Wiederhole aus dem Forumsbeitrag zur Wasserkühlung wortgetreu den Abschnitt zwischen "## Oliver (30." und "war recht günstig.", beide eingeschlossen.

- VORLIEGENDER TEXT -
——

Vielen Dank schon mal für diese wunderbaren und hilfreichen Tipps. Die werden mir bestimmt weiter helfen.


----------



## Oliver (30. August 2007)

*AW: WaKü für die CPU*

*Pumpen:* 
Laing DCC Pro 72,98 
Wenn nur ein CPU- und ein Grafikkartenkühler im Kreislauf sind, tut es auch eine Eheim 1046: Eheim 1046 mit Vollkeramiklagerung 29,90 

*Radiator:*
Den Cooltek Extream scheint es leider nicht mehr zu geben. Der hat bei vielen Tests hinter dem Thermochill immer sehr gut abgeschnitten und war recht günstig.
Hier ein paar Alternativen:
 MagiCool SLIM DUAL 240 Radiator 28,50 
MagiCool XTREME DUAL 240 Radiator 35,89 
Thermochill PA120.2 Dual Radiator 79,99 
Cooltek Extream (MCR220) 2x120mm Radiator 36,00 

*Ausgleichsbehälter:
*Hier ist die Auswahl groß und in der Regel tut es jeder AGB. Zur Not funktioniert auch ein T-Stück mit Füllschlauch und Stopfen.

——

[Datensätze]
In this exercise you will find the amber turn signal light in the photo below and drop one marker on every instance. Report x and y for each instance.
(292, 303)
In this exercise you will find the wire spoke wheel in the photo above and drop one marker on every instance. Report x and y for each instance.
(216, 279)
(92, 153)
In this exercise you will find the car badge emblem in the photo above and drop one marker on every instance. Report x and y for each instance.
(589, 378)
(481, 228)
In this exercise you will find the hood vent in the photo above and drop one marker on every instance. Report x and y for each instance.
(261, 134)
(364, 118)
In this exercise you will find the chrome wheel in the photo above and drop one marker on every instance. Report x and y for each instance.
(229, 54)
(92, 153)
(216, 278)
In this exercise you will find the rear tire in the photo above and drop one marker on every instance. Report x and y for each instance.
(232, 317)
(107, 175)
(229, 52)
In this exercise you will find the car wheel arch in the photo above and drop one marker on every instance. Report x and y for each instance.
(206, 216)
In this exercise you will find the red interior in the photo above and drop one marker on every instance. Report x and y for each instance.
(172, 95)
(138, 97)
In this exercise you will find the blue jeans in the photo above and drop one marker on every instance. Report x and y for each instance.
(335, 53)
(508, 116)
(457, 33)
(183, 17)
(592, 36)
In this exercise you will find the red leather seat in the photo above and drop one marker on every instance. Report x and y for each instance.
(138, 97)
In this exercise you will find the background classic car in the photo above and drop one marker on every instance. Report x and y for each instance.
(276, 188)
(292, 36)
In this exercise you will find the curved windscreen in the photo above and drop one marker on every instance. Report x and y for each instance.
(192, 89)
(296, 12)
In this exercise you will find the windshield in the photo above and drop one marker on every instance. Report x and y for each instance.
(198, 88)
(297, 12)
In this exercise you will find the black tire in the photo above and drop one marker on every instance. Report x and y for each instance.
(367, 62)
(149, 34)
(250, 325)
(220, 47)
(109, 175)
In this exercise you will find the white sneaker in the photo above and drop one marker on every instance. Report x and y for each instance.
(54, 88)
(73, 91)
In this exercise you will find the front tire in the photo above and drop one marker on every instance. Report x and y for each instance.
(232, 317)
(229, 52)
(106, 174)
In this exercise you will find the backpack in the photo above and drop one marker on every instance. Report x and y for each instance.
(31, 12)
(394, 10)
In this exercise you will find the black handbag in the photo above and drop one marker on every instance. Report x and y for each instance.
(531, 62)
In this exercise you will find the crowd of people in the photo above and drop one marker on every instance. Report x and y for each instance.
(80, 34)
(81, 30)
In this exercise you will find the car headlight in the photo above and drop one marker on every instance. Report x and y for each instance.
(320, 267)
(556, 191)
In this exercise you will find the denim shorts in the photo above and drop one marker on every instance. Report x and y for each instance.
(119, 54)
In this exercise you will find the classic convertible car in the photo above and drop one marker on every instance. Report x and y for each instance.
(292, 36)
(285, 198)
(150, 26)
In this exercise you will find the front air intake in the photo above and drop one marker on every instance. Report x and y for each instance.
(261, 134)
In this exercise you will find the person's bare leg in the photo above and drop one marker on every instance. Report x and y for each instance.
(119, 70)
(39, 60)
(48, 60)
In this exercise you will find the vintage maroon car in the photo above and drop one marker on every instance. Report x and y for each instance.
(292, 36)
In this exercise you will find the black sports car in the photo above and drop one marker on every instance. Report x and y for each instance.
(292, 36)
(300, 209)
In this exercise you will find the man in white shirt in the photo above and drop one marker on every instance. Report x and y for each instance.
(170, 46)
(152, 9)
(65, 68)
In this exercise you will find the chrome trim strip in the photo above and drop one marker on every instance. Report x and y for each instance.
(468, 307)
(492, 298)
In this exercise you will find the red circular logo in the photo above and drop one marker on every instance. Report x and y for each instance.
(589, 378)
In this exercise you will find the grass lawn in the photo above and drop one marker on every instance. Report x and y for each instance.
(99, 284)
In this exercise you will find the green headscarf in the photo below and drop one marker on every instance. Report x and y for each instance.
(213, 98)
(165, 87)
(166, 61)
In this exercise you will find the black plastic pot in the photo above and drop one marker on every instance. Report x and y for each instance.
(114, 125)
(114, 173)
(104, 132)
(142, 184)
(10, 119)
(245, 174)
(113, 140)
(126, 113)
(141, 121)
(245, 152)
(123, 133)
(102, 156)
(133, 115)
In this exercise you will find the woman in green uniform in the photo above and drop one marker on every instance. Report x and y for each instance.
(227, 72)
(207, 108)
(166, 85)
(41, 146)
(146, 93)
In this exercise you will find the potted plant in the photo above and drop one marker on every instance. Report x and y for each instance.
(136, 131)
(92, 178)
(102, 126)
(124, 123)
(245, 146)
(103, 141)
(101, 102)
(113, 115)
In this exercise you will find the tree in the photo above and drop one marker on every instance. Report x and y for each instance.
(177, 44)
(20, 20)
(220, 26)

——

- RICHTIGE ANTWORT -
## Oliver (30. August 2007)

*AW: WaKü für die CPU*

*Pumpen:* 
Laing DCC Pro 72,98 
Wenn nur ein CPU- und ein Grafikkartenkühler im Kreislauf sind, tut es auch eine Eheim 1046: Eheim 1046 mit Vollkeramiklagerung 29,90 

*Radiator:*
Den Cooltek Extream scheint es leider nicht mehr zu geben. Der hat bei vielen Tests hinter dem Thermochill immer sehr gut abgeschnitten und war recht günstig.